*** Opening of Passage to read ***
Operational errors in payment models also continued to be a source of frustration for physician practices, at times with financial consequences, according to the report.

“In some cases, these negative experiences reduced practices’ future willingness to participate in alternative payment models, even when offered by different payers. Because physician practices typically participated in multiple payment models from a variety of payers, challenges related to interactions between payment models also persisted,” the report stated.

Researchers also identified new findings regarding APMs. Across the markets studied, leaders perceived an acceleration in the pace of change in alternative payment models from both private insurers and government programs since 2014, at least partially driven by the Medicare Access and CHIP Reauthorization Act of 2015 (MACRA) Quality Payment Program.

Sudden or unexpected discontinuations of APMs were particularly challenging for physician practices and other market participants that had made commitments or investments under the assumption that APMs would continue, according to the latest study.

APMs have become more complex, due to an expanding number of performance measures and uncertainty concerning performance thresholds for penalties and rewards, the respondents reported. Practices reported that understanding complex new payment models often entailed a significant resource investment. Some practices used their knowledge of complex APMs to receive more credit for their preexisting quality without materially changing patient care.

What’s more, physician practices have become more averse to APM downside financial risk. Risk aversion was especially prominent among practices that had previously experienced losses in APMs or that were inexperienced in managing risk. Some practices responded to APMs, the report stated. “In some cases, practices renegotiated contracts with payers to reduce their excessive downside risk or transfer some of that risk to partners such as hospitals or device manufacturers,” the researchers wrote.

“Physicians tell us that it’s more difficult than ever to understand the growing complexity of payment models and they are straining against a conflicting muddle of public and private value-based policies and rules that are continually in flux,” AMA president Dr. Barbara L. McAneny, said in a statement. “The resulting administrative burdens take physicians away from patient care. Today’s report is a call to action to align multiple payers and payment models with consistent measures aimed at improving patient care. It is clear the long-term sustainability of payment reform hinges on value-based payment models that must be operationally and financially sound, sustainable over time, aligned across payers, and must work for physician practices and patients. The AMA is committed to spearheading and engaging these efforts.”
*** Close of Passage to read ***
*** Opening of Data excerpts ***
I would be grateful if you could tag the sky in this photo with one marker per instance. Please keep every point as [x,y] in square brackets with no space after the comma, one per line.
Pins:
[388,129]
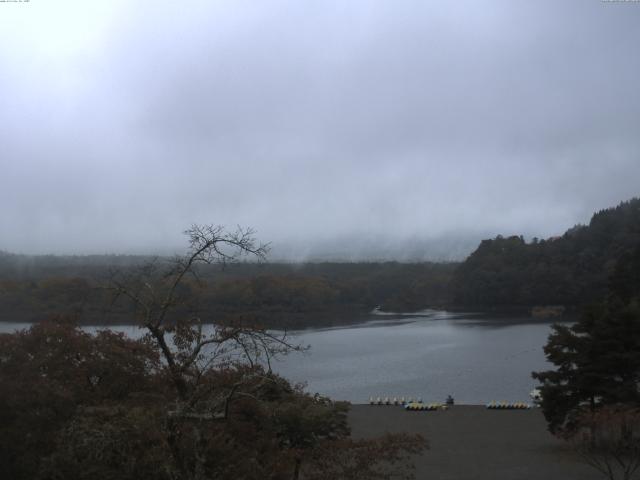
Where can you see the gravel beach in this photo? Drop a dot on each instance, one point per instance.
(469, 442)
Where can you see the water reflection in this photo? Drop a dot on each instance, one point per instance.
(475, 357)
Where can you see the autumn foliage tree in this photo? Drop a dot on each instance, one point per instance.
(192, 399)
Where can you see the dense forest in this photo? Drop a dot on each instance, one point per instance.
(274, 294)
(570, 270)
(505, 272)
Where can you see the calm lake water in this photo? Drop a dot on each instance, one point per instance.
(429, 355)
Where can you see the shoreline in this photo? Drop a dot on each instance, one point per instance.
(470, 442)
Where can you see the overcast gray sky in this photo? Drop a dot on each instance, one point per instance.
(312, 121)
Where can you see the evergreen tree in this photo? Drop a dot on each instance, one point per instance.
(598, 358)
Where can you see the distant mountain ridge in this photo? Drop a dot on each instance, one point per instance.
(569, 270)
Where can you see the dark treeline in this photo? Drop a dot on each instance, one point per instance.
(570, 270)
(274, 294)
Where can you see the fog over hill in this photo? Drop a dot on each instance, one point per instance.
(364, 129)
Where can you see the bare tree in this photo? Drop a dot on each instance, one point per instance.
(609, 441)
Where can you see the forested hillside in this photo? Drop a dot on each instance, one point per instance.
(570, 270)
(277, 295)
*** Close of Data excerpts ***
Continue the report on physician practices and alternative payment models from its final sentence. Nothing in the records is needed for what is asked here.

In addition to finding ways to reduce the complexity of alternative payment methods, study findings suggest that a slower and more-predictable pace of change might benefit medical practices, payers and other stakeholders.

As in their previous study, researchers found that physicians were broadly supportive of alternative payment methods that enabled their practices to make noticeable improvements in patient care. They voiced satisfaction with clinical improvements, even when they did not result in financial bonuses.

However, when the alternative payment methods created new reporting and documentation burdens or when they created no perceptible improvements in patient care, physicians reported disengagement and skepticism, according to the report.

Allowing practicing physicians and other practice leaders to help design alternative payment methods might help improve physician engagement and improve the likelihood that such strategies will produce improvements in patient care, according to the report.

The study findings are intended to help guide system-wide efforts by the AMA, which sponsored and co-authored the study, and other health care stakeholders to improve alternative payment models and help physician practices successfully adapt to the changes.